SELECTED TEXT:
----------------------------------------

Top Tips for Fall Garden Clean-Up

CMBG At Home, Gardening, Horticulture, Pollinators, Sustainability

I sat down with our Adult Education Program Manager and horticulturist extraordinaire, Irene Barber, to pick up some of her sure-fire fall clean-up tips for the home garden. Her top tier advice? Keep the fall detritus around and let it decay naturally. The following year, you’ll be able to utilize the materials you have onsite first instead of importing more and more from offsite, which can be a source of unwanted fungi, insects, and disease. Using what Mother Nature has provided also saves you a bit of cash (that you can then spend on plants and gardening gear…).

Irene’s top tips: 

  • Leave the leaves and seedheads for insects and animals and reap the benefit of natural mulching for overwinter insulation. Note that leaving a duff layer can harbor undesirables like ticks, though. Her advice? “Strategize—leave some areas less manicured, but strategically manage the areas closer to home, the ones that see the highest human use.”  
  • For new gardens, if you’re in the establishment period for plants with tall, heavy bloom sets like astilbe and baptisia, it’s best to cut them back. Heavy winds and freezing rain can bend the flower stem down, pulling up new roots. For the first to second fall, depending on rate of establishment, cut stems back to help grow healthy root stock.  
  • Practice selective pruning. If you grow hydrangeas, for example, feel free to prune, but not every flower head. “Celebrate the skeletons,” Irene says. “Thin out the canopy in order to have best of both scenarios—resist heavy snow damage, but enjoy the beauty of winter’s bones.”
Allium and Baptisia
  • Practice horticultural diversity. In a primarily naturally managed space, pests are inevitable. So if you have a lot of one kind of plant in a setting, it’s going to incur more damage than if you had it dotted throughout your landscape. “A diversity of plant habits diversifies the injury and aesthetic damage that naturally occurs. The inevitable pests won’t decimate one given area. Avoid a monoculture dinner plate for your overwintering habitat.”

----------------------------------------

Items listed in a dataset
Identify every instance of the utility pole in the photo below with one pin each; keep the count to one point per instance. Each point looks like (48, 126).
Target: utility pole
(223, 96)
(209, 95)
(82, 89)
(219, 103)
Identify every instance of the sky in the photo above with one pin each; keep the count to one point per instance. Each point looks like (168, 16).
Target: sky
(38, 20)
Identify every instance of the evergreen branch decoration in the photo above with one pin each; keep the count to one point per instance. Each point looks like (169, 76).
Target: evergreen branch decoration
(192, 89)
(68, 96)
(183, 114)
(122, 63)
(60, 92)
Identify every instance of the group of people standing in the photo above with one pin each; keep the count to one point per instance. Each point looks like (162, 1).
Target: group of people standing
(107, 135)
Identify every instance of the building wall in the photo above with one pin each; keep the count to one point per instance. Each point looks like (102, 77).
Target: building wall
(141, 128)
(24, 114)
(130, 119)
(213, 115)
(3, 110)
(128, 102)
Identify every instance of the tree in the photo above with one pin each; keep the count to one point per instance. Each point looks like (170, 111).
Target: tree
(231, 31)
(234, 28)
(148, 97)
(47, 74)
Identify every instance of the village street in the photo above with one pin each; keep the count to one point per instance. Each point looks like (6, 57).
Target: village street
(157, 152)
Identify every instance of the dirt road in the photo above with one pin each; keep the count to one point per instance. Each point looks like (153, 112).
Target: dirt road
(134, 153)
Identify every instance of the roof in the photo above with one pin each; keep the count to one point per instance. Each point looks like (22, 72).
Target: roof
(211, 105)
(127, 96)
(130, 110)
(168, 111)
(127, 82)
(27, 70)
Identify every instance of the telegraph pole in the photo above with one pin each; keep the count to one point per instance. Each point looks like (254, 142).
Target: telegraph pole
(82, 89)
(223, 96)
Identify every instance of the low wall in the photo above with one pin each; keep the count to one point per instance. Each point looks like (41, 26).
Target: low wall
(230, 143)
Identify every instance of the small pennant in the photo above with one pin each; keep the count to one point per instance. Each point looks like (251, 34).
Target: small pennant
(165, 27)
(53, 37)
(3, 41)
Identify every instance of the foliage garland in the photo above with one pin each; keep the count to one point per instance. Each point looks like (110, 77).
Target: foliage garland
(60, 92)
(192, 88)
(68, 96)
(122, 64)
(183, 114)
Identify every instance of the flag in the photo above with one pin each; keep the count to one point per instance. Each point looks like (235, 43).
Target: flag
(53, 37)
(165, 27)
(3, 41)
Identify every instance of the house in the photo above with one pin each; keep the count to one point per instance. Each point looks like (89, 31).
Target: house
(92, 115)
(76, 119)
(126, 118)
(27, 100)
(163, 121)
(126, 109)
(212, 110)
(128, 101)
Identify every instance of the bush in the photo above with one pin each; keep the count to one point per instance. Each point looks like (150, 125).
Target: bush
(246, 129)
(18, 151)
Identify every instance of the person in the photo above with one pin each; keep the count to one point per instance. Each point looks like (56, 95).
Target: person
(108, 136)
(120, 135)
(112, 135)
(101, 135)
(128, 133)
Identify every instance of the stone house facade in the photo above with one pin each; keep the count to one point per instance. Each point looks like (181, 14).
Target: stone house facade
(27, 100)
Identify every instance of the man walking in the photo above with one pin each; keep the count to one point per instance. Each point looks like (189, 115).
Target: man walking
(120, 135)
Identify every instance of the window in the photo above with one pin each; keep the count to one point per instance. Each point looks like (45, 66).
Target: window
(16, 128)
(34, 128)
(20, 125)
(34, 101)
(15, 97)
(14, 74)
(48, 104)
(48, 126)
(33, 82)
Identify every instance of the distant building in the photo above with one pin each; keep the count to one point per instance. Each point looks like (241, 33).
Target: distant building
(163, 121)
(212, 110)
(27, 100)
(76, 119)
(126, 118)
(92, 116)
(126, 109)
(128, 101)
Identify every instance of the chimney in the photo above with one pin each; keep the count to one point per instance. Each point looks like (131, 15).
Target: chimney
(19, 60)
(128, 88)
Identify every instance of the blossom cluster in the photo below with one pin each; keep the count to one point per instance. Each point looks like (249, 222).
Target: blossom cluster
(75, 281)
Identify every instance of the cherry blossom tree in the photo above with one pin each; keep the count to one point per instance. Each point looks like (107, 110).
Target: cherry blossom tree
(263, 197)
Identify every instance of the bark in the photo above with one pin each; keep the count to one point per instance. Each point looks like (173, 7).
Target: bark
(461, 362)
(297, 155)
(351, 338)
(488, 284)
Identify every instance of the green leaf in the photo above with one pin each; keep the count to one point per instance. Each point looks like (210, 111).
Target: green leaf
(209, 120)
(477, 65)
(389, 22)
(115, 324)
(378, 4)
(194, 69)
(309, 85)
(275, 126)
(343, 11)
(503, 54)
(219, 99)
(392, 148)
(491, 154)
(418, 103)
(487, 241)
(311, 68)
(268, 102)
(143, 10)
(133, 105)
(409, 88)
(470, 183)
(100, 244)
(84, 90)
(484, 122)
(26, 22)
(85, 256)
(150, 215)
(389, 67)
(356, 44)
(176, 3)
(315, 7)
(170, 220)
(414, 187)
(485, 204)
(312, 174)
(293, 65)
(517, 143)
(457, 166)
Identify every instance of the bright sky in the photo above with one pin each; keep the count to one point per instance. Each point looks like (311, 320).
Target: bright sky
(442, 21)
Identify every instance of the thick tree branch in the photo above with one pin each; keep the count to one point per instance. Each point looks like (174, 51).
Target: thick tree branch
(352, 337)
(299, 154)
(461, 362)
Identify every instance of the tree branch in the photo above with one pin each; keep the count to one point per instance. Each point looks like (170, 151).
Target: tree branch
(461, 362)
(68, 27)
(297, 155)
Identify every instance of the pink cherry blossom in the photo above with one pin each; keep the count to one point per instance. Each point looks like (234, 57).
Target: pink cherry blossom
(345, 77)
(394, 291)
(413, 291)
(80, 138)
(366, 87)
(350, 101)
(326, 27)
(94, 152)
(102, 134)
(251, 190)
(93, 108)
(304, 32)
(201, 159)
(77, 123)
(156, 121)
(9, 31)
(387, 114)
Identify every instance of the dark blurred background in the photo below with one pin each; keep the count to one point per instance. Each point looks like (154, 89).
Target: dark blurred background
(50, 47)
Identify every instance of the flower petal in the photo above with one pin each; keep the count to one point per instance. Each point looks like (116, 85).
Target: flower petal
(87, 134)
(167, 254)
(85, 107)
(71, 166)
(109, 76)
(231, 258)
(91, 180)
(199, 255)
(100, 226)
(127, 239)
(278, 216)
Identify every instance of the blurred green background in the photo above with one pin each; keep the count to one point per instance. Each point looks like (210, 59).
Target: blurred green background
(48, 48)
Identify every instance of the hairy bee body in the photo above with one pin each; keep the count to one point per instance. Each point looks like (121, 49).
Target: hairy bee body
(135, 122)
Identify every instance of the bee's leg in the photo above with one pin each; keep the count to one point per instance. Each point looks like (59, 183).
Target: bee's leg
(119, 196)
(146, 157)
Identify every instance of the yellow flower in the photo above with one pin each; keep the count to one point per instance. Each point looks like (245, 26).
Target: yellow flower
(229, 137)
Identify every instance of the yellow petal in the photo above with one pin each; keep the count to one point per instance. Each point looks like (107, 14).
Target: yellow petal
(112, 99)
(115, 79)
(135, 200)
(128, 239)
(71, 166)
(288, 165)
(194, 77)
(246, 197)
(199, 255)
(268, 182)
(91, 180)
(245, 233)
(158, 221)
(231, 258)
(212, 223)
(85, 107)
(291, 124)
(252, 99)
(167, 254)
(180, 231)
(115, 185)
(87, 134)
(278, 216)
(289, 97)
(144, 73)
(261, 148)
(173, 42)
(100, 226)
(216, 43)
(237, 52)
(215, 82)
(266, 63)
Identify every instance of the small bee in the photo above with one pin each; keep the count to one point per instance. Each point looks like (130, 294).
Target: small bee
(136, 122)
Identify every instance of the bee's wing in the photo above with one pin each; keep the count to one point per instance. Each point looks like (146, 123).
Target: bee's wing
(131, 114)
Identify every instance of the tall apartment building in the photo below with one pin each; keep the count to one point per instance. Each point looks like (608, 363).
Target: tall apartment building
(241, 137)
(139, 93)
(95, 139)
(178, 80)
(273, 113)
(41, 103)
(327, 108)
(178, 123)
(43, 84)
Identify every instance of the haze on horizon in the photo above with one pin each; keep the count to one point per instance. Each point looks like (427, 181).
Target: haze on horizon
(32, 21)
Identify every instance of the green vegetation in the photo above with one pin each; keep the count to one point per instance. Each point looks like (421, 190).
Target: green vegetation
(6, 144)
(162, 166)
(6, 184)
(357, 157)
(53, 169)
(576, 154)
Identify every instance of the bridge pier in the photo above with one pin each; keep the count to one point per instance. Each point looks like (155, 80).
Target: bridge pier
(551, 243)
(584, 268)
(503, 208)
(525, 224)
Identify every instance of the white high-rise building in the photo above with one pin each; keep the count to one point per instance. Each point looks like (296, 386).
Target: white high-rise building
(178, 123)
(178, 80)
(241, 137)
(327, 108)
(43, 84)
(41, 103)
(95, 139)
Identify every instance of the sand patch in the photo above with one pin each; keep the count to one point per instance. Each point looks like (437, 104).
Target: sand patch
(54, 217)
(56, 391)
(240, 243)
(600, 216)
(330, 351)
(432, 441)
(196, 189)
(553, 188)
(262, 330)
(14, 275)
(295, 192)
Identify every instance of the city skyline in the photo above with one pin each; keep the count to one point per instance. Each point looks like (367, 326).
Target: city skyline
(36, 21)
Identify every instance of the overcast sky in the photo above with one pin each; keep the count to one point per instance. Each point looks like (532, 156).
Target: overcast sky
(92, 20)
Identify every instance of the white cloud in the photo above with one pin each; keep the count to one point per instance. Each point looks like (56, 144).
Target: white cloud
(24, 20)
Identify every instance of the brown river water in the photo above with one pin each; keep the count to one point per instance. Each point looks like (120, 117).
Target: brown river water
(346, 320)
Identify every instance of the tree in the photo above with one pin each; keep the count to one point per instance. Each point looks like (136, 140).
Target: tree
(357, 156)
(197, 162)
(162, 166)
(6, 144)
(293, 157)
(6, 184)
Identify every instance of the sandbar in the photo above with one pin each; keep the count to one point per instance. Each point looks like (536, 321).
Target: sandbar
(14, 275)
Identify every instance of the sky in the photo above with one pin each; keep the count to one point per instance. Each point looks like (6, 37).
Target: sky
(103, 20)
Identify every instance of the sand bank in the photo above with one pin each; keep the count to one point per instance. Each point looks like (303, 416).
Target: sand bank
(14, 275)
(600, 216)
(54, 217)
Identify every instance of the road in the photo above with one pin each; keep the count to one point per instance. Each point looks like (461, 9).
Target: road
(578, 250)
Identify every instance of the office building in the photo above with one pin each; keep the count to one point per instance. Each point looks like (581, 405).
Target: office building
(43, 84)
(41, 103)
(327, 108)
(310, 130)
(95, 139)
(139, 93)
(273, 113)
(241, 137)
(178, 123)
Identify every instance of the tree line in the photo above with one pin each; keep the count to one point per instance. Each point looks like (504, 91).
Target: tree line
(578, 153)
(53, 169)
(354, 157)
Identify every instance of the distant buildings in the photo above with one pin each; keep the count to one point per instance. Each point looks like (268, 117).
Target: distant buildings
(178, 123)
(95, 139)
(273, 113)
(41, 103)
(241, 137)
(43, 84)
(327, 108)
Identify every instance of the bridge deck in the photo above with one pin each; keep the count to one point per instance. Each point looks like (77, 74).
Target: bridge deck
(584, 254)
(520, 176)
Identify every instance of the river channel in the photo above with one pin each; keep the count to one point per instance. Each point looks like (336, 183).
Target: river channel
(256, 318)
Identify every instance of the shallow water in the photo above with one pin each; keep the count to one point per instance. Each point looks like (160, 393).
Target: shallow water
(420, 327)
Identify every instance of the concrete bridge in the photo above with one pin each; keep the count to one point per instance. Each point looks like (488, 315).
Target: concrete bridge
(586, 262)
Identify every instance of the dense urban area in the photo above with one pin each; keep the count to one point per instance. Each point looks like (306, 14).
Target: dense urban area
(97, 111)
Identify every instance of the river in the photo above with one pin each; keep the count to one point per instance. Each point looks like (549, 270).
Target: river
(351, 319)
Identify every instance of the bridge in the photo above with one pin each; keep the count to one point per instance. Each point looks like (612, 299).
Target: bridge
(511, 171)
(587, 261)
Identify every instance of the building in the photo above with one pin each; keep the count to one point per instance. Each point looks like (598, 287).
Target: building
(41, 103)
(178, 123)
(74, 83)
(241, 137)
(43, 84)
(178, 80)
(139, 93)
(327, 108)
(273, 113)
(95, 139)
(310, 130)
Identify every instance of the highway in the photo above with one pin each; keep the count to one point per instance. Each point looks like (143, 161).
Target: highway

----------------------------------------

THE PROBLEM: Can you update the fall garden clean-up article from "Top Tips for" to "and gardening gear…).", putting "money" where it says "cash"? These lines are separate material and have nothing to do with the fall garden clean-up article.

SOLVED EXERCISE:
Top Tips for Fall Garden Clean-Up

CMBG At Home, Gardening, Horticulture, Pollinators, Sustainability

I sat down with our Adult Education Program Manager and horticulturist extraordinaire, Irene Barber, to pick up some of her sure-fire fall clean-up tips for the home garden. Her top tier advice? Keep the fall detritus around and let it decay naturally. The following year, you’ll be able to utilize the materials you have onsite first instead of importing more and more from offsite, which can be a source of unwanted fungi, insects, and disease. Using what Mother Nature has provided also saves you a bit of money (that you can then spend on plants and gardening gear…).